Problem set -
**A.** Reproduce everything from "The Authority did" down to "again in 2017." in the decision excerpt, word for word.
**B.** Identify each line of the records that contains the string "head", and copy those lines as they appear.

Document segment -
◇ ◇ ◇ ◇ ◇
At paragraph 27 of its decision, the Authority accepts the claim set out in the applicant’s father’s statement regarding restrictions, harassment and checking to which Tamil fishermen were subject to. At paragraph 28 of its decision, the Authority notes that notwithstanding the general atmosphere of suspicion, the harassment, disappearances, questioning and other like treatment by security forces, nothing happened to the applicant. The Authority considered the claim that the applicant’s smuggling activities may be the subject denunciation by people in his village to the authorities was speculative.
At paragraph 29 of its decision, the Authority notes that the applicant made a new claim that he been staying in other places and that he had been asked to come to the police station and when he went, police warned him to be careful and not to come to the station in future, as the SLA had taken others, they may take him as well. The Authority considered this claim to be implausible.
Paragraphs 30 to 31 of the Authority’s decision deal with the claim in relation to the ammunition found near their house. The Authority noted there continued to be reports of weapons caches being found by Sri Lankan authorities in the north of the country. The Authority noted that there was no credible evidence before it to suggest that ammunition was found either near the applicant’s home, or on their family property. The applicant’s evidence was that ammunition had been found close to the village library, which is about 750 to 800 metres from their house.
The Authority did not consider it plausible that authorities would target the applicant or seek to prosecute him for a weapons cache found in the village up to 800 metres from his home. If, as the applicant’s claimed, a second weapons cache was found on his family property, the Authority would have expected members of the family to have been questioned about it. No such claim has been made. The Authority was not satisfied that ammunitions or weapons were found near or on the applicant’s family property in 2016 and again in 2017.
◇ ◇ ◇ ◇ ◇
Stored items from a collection -

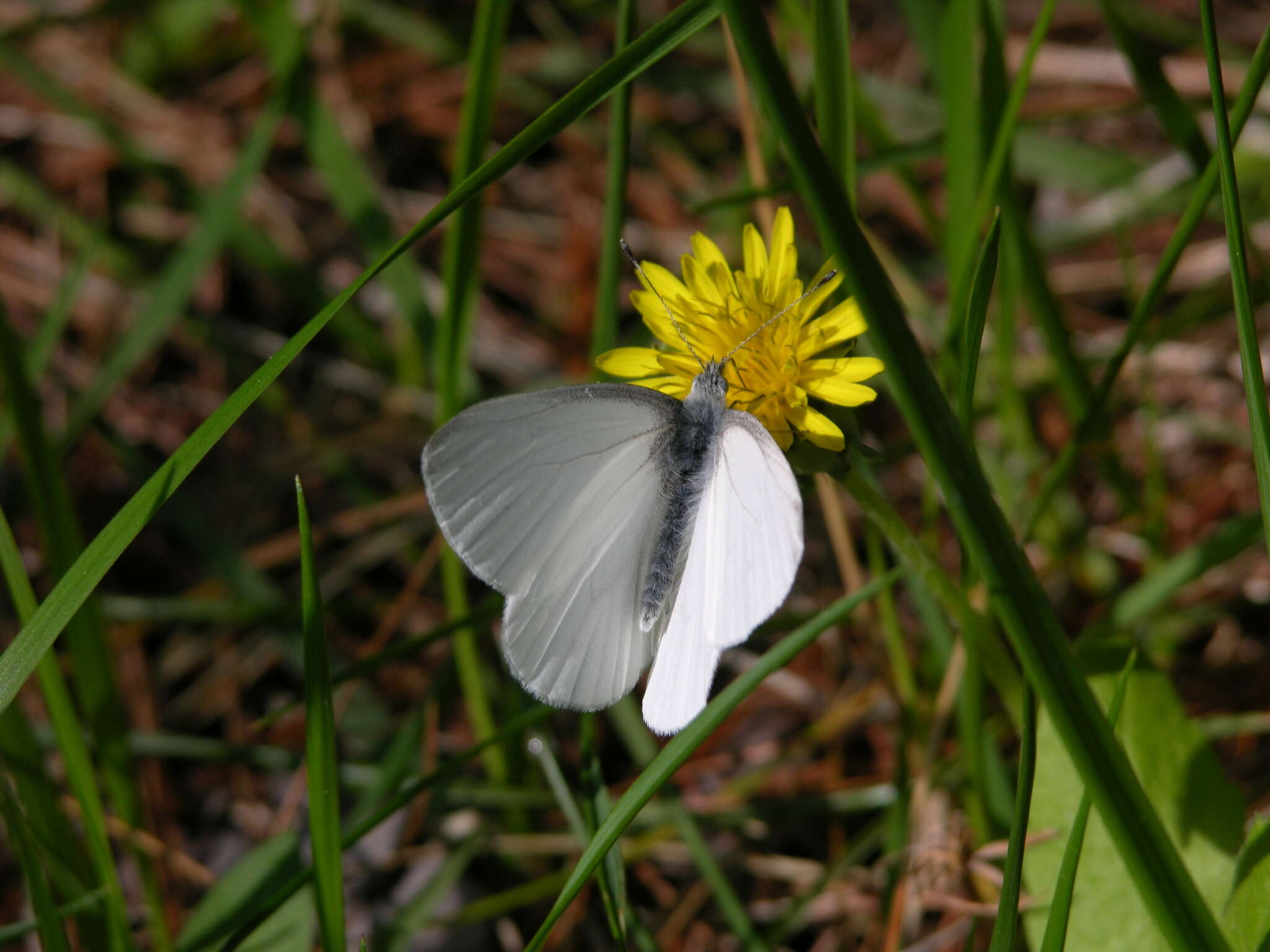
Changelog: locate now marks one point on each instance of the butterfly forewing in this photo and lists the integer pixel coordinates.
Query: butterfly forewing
(746, 545)
(554, 499)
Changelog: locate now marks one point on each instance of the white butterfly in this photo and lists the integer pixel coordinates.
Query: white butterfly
(624, 527)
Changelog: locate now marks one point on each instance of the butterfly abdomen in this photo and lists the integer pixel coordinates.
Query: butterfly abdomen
(690, 464)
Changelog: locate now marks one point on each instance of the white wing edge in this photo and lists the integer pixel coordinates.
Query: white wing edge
(746, 546)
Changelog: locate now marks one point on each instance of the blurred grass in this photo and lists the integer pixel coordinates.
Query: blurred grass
(140, 284)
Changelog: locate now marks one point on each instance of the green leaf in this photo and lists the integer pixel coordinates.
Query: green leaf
(1018, 597)
(48, 923)
(1248, 910)
(321, 757)
(23, 654)
(1008, 907)
(1202, 811)
(241, 891)
(974, 320)
(680, 748)
(1245, 319)
(1061, 904)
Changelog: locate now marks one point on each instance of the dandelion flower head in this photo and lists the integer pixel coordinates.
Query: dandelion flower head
(775, 375)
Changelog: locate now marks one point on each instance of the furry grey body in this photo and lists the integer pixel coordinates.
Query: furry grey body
(690, 461)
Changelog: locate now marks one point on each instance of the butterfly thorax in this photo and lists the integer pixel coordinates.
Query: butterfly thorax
(689, 464)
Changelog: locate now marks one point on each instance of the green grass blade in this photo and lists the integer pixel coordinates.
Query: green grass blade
(1018, 597)
(975, 319)
(1065, 888)
(16, 931)
(1148, 304)
(681, 746)
(243, 926)
(613, 262)
(48, 923)
(358, 200)
(1008, 907)
(97, 690)
(1003, 139)
(171, 293)
(1155, 589)
(19, 659)
(835, 100)
(595, 808)
(958, 84)
(461, 254)
(321, 757)
(1148, 75)
(1245, 320)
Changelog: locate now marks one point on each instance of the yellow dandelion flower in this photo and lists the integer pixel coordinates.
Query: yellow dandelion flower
(774, 375)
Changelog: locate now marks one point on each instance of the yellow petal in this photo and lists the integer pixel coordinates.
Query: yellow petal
(755, 253)
(817, 427)
(842, 323)
(699, 282)
(783, 258)
(841, 391)
(813, 301)
(708, 253)
(851, 369)
(664, 281)
(631, 362)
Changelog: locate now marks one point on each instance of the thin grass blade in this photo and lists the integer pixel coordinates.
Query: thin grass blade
(321, 757)
(1065, 888)
(681, 746)
(48, 924)
(1245, 319)
(975, 319)
(1008, 907)
(613, 262)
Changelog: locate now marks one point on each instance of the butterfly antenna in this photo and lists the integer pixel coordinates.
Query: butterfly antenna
(761, 328)
(668, 314)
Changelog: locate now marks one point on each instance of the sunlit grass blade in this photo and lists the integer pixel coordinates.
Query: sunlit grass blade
(1155, 589)
(957, 73)
(171, 293)
(19, 659)
(613, 262)
(1065, 886)
(595, 808)
(643, 749)
(681, 746)
(48, 924)
(94, 681)
(1008, 907)
(835, 99)
(1148, 75)
(241, 927)
(1018, 597)
(1245, 319)
(1148, 302)
(974, 320)
(460, 267)
(322, 760)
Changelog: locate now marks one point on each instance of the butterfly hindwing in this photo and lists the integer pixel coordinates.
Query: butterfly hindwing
(745, 549)
(554, 499)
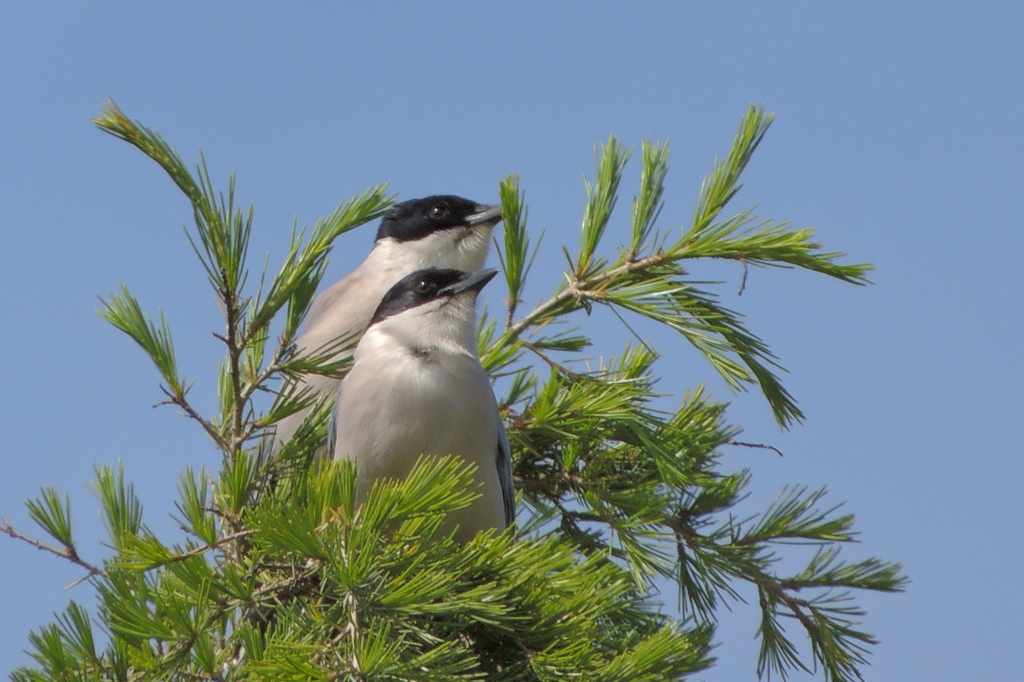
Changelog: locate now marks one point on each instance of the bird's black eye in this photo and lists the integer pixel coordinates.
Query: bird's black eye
(438, 211)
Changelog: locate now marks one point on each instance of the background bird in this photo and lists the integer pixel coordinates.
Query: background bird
(417, 387)
(443, 230)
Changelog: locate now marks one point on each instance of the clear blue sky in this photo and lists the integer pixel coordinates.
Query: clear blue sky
(898, 134)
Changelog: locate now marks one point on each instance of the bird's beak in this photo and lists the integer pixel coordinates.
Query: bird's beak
(485, 215)
(474, 282)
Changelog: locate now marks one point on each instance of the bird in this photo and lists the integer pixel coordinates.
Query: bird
(442, 230)
(417, 387)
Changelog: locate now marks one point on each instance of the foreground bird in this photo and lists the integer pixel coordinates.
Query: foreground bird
(436, 231)
(417, 387)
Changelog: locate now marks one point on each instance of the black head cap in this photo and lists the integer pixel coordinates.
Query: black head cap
(428, 285)
(419, 217)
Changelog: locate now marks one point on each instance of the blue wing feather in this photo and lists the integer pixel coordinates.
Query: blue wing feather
(505, 474)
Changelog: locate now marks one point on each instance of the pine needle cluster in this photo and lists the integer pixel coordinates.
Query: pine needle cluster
(281, 576)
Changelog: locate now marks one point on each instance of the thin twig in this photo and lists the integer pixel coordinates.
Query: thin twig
(763, 445)
(742, 283)
(574, 376)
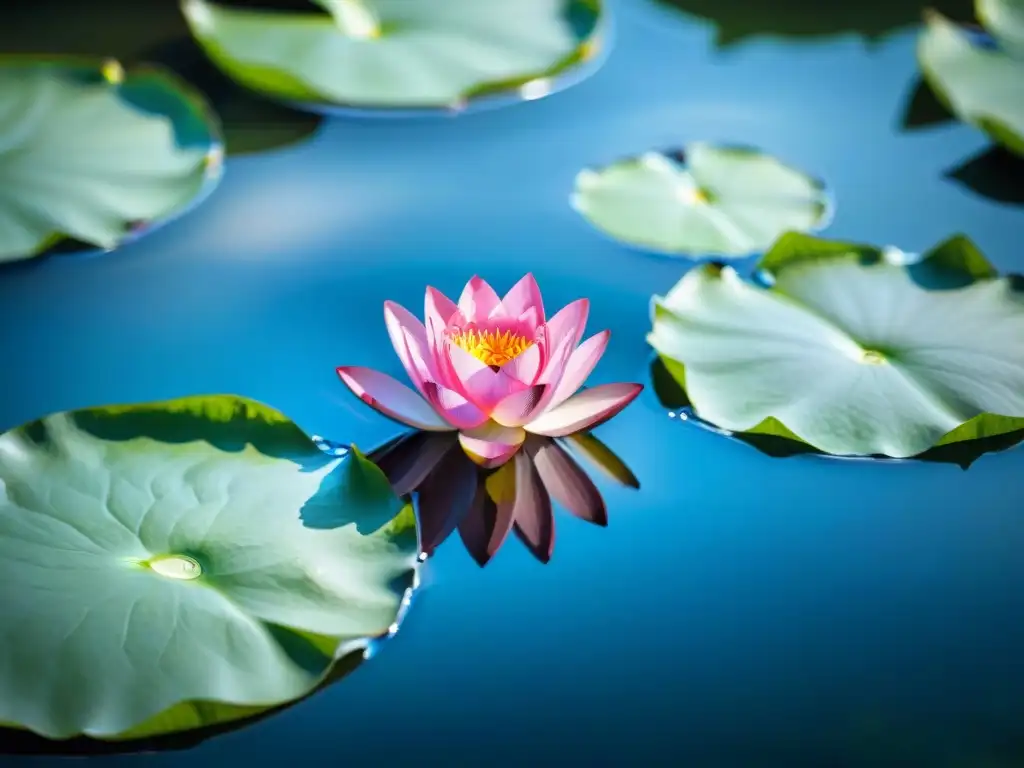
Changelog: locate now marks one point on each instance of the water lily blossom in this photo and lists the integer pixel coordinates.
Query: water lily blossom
(493, 369)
◇ ◇ ◇ ◇ ◇
Completed exercise -
**A.**
The Authority did not consider it plausible that authorities would target the applicant or seek to prosecute him for a weapons cache found in the village up to 800 metres from his home. If, as the applicant’s claimed, a second weapons cache was found on his family property, the Authority would have expected members of the family to have been questioned about it. No such claim has been made. The Authority was not satisfied that ammunitions or weapons were found near or on the applicant’s family property in 2016 and again in 2017.

**B.**
Changelog: locate now marks one point on each instance of the dandelion flower head in this photo and lists the integer pixel coordinates.
Query: dandelion flower head
Changelog: locate now marks one point on each instance of the black head cap in this photo and lists the integer pixel coordinates.
Query: black head cap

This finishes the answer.